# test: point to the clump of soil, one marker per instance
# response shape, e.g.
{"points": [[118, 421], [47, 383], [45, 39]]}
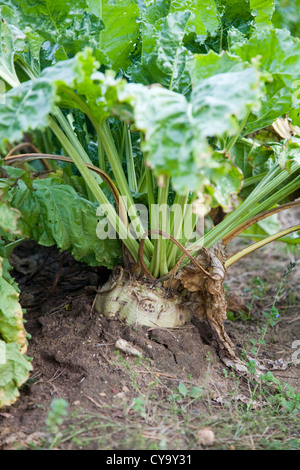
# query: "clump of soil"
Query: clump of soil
{"points": [[74, 349]]}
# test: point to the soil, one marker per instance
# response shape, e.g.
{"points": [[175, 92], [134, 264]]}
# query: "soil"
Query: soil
{"points": [[75, 356]]}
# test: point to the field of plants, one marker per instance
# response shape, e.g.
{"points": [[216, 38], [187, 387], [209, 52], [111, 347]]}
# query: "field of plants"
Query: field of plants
{"points": [[149, 224]]}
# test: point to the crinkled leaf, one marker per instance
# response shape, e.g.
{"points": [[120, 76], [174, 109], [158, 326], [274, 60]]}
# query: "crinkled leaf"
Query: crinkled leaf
{"points": [[120, 33], [221, 101], [263, 12], [204, 19], [224, 181], [54, 214], [287, 15], [26, 108], [278, 56], [164, 57], [11, 41], [176, 130], [205, 65], [68, 25]]}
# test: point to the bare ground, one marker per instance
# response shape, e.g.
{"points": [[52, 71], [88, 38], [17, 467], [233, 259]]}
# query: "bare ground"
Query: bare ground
{"points": [[177, 387]]}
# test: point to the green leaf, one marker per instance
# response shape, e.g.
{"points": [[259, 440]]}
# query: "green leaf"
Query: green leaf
{"points": [[287, 16], [164, 57], [221, 101], [54, 214], [176, 130], [263, 11], [120, 33], [14, 371], [8, 218], [11, 314], [182, 389], [11, 42], [26, 108], [277, 54], [206, 65], [204, 19], [68, 25]]}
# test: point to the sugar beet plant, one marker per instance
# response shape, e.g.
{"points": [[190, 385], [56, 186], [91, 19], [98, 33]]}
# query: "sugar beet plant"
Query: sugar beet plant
{"points": [[144, 136]]}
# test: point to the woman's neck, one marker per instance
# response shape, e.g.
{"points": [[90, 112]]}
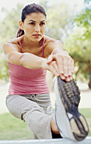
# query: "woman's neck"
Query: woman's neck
{"points": [[30, 43]]}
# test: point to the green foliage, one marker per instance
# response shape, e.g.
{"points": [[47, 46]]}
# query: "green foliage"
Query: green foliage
{"points": [[78, 43], [8, 29], [58, 19]]}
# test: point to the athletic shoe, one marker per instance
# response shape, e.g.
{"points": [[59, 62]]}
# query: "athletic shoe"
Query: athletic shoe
{"points": [[69, 121]]}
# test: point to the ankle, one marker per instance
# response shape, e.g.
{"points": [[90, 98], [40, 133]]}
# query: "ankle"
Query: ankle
{"points": [[54, 127]]}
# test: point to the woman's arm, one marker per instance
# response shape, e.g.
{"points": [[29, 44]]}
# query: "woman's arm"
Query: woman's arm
{"points": [[27, 60], [60, 60]]}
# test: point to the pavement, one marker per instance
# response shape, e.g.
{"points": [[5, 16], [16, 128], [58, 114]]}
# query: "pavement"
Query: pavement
{"points": [[84, 103]]}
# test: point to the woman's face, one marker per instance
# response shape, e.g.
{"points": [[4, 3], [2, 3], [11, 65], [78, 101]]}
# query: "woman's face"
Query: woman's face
{"points": [[34, 26]]}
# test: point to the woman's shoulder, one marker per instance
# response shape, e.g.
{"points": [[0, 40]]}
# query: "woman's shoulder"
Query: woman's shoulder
{"points": [[49, 39], [15, 40]]}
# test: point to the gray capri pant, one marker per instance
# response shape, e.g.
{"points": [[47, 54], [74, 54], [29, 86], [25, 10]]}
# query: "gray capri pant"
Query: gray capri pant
{"points": [[35, 110]]}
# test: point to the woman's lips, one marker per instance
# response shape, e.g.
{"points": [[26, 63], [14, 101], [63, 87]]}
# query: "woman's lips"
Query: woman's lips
{"points": [[36, 35]]}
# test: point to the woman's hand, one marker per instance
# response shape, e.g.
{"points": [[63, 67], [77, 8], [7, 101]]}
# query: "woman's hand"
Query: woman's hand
{"points": [[62, 63]]}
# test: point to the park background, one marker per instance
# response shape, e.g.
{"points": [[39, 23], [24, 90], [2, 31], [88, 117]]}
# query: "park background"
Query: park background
{"points": [[68, 21]]}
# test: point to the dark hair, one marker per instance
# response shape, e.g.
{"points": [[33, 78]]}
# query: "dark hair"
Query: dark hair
{"points": [[32, 8]]}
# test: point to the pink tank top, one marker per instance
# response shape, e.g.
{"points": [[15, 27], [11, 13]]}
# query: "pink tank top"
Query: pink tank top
{"points": [[25, 81]]}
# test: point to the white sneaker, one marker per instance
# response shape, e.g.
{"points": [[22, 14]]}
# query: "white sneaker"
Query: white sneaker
{"points": [[69, 121]]}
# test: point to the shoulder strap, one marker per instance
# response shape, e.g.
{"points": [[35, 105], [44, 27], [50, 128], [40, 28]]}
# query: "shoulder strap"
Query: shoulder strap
{"points": [[43, 47], [20, 44]]}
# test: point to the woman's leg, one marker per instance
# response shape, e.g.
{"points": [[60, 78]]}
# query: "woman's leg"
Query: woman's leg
{"points": [[34, 115]]}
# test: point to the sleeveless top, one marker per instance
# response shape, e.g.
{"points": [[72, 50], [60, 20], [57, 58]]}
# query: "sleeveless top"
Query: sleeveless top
{"points": [[24, 81]]}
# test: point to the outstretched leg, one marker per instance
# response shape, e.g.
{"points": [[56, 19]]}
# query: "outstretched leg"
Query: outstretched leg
{"points": [[70, 122]]}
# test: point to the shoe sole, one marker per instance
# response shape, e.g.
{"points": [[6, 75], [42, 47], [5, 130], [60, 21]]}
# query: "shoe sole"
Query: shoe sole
{"points": [[70, 96]]}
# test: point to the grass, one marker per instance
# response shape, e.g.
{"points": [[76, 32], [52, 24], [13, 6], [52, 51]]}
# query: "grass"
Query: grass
{"points": [[13, 128]]}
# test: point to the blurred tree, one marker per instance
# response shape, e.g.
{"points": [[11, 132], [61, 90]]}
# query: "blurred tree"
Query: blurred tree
{"points": [[79, 43], [59, 17], [8, 30]]}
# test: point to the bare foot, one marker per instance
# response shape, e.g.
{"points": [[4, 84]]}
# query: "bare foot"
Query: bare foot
{"points": [[54, 127]]}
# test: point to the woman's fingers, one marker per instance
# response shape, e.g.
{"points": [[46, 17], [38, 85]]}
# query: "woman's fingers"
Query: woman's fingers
{"points": [[53, 68]]}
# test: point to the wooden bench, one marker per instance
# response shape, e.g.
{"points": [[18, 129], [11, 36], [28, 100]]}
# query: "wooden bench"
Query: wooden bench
{"points": [[46, 141]]}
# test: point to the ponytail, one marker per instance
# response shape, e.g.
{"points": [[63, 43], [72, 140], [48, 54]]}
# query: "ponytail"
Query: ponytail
{"points": [[20, 32]]}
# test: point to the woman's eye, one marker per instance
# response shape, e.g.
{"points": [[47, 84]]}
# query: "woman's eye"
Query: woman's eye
{"points": [[32, 23], [42, 23]]}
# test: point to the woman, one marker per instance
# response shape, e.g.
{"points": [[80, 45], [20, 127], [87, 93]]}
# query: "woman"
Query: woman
{"points": [[29, 56]]}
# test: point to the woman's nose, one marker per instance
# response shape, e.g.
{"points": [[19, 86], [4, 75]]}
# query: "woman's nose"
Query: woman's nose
{"points": [[37, 28]]}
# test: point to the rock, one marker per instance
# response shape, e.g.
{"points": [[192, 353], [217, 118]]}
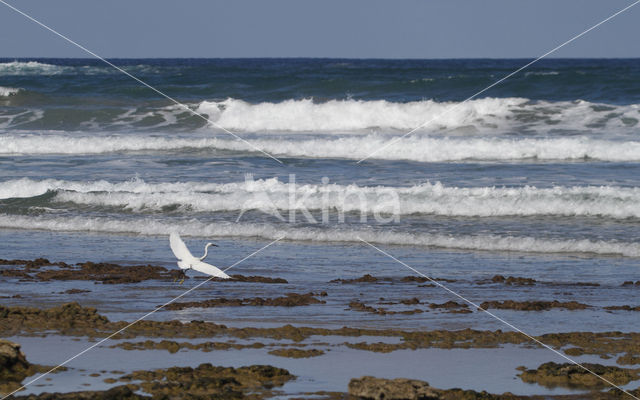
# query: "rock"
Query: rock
{"points": [[123, 392], [13, 363], [368, 387], [570, 375]]}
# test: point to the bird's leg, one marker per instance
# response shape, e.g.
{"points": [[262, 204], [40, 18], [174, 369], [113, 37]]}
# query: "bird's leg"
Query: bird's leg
{"points": [[181, 277]]}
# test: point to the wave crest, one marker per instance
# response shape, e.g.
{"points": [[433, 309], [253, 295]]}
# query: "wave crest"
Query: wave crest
{"points": [[271, 194], [271, 232]]}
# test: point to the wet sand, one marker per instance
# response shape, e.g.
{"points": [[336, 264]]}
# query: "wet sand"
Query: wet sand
{"points": [[315, 356]]}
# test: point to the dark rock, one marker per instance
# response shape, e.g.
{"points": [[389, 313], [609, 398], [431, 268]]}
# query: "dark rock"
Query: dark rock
{"points": [[368, 387]]}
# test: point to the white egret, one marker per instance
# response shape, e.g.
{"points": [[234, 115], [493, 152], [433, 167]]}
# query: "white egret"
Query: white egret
{"points": [[188, 261]]}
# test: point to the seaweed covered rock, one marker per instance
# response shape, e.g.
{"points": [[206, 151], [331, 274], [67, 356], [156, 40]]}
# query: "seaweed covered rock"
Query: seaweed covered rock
{"points": [[123, 392], [570, 375], [13, 363], [207, 381], [368, 387]]}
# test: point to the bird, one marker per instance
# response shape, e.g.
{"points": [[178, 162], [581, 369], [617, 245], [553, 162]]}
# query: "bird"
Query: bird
{"points": [[188, 261]]}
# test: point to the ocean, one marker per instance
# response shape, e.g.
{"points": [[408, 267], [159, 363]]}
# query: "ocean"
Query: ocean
{"points": [[538, 177]]}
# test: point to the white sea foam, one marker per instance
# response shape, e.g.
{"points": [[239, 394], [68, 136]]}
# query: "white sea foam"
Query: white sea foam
{"points": [[488, 117], [271, 232], [415, 148], [267, 195], [7, 91], [31, 68], [488, 114]]}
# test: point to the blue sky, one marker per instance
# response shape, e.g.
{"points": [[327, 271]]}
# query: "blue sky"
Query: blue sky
{"points": [[327, 28]]}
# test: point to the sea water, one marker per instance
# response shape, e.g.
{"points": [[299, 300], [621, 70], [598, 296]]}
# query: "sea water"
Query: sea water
{"points": [[537, 177]]}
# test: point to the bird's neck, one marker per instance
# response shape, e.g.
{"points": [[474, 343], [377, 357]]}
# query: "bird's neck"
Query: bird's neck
{"points": [[206, 251]]}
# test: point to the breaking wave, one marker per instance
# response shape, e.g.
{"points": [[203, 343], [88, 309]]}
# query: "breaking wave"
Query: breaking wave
{"points": [[7, 91], [415, 148], [488, 114], [271, 194], [31, 68], [332, 235]]}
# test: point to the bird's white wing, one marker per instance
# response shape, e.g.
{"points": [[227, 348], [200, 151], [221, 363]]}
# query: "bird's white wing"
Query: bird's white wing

=====

Gather each line of the listing that holds the string "wing".

# test: point to the bird's white wing, one marker per instance
# query: "bird's white wing"
Query: bird's white wing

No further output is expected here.